Arbitrary Period Comparisons

Google Analytics has a date selector that allows for comparison of two arbitrary time periods on the same chart. Period over Period analysis is useful for looking at this 30 days vs the previous 30 days, but it doesn’t let you compare how two arbitrary periods might compare.

For example: What did registration for next week’s webinar look like in comparison to a similar one we did 3 months ago?

Arbitrary time period analysis in Google Analytics

One way to do this in Looker is to use liquid variables to create an explore that looks like this:

There’s a few things going on here:

  1. First Period Filter & Second Period Filter: View filters to take input from the users
  2. Days from First Period: The magic to make this possible; conditional logic to find the lowest non-negative value from each period.
  3. Period Selected: used to pivot the chart and create the First Period and Second Period series

And here’s the LookML to put it together (for Redshift):


filter: first_period_filter {
    group_label: "Arbitrary Period Comparisons"

Challenge 1
Count how many lines in the rows below contain the string "would", matching case exactly, and reply with that number alone.
Challenge 2
Please write what follows in the page on arbitrary period comparisons above, picking up right after its last line.

Data for this exercise
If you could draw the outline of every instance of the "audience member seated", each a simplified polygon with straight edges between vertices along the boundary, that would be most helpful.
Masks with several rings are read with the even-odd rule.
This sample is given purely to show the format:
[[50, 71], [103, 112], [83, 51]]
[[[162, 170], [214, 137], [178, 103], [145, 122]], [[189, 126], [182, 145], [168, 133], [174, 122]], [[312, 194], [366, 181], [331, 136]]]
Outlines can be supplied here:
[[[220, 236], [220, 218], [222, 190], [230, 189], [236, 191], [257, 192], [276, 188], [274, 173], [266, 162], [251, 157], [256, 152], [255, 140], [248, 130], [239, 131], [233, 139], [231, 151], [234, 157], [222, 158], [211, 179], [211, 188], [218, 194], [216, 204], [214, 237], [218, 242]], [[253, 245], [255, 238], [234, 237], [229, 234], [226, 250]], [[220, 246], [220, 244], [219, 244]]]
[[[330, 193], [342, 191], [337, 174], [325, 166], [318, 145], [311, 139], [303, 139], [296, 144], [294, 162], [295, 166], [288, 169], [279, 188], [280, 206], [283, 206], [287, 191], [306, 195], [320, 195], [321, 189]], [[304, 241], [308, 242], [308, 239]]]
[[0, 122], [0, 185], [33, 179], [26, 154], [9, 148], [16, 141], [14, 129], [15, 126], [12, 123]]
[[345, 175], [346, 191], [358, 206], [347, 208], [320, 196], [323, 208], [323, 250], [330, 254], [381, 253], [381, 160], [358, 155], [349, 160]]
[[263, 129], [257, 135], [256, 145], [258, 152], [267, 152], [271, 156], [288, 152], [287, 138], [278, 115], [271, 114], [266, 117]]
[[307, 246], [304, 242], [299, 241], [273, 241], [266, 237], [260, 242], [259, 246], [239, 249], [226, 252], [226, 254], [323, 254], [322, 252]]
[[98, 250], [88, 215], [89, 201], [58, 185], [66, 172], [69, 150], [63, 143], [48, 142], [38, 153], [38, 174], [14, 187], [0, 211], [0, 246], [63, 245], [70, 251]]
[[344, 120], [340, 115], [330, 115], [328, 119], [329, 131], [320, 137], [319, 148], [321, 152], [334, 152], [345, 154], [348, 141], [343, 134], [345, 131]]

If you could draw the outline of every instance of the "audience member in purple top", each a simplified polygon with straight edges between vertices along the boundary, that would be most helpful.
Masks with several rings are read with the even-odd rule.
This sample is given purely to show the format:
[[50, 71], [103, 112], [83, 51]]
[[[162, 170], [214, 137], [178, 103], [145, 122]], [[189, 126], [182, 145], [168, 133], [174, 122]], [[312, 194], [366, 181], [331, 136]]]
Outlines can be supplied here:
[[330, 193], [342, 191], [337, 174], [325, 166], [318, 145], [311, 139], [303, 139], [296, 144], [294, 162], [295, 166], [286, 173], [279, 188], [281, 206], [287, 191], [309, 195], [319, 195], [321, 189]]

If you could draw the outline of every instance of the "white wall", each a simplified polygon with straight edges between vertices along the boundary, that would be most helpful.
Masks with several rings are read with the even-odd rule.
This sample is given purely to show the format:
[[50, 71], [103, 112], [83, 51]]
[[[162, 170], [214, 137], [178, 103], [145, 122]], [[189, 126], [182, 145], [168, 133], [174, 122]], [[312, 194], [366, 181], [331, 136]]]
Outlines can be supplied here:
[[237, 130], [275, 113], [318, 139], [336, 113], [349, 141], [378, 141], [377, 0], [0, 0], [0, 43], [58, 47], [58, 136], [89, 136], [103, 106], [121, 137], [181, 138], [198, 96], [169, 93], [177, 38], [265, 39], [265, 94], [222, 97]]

Written answer 1
3

Written answer 2
    type: date
  }
  
  filter: second_period_filter {
    group_label: "Arbitrary Period Comparisons"
    type: date
  }
  
  dimension: days_from_start_first {
    hidden: yes
    type: number
    sql: DATEDIFF('day',  {% date_start first_period_filter %}, ${created_date}) ;;
  }
  
  dimension: days_from_start_second {
    hidden: yes
    type: number
    sql: DATEDIFF('day',  {% date_start second_period_filter %}, ${created_date}) ;;
  }
  
  dimension: days_from_first_period {
    group_label: "Arbitrary Period Comparisons"
    type: number
    sql:
      CASE
       WHEN ${days_from_start_second} >= 0
       THEN ${days_from_start_second}
       WHEN ${days_from_start_first} >= 0
       THEN ${days_from_start_first}
      END;;
  }
  
  
  dimension: period_selected {
    group_label: "Arbitrary Period Comparisons"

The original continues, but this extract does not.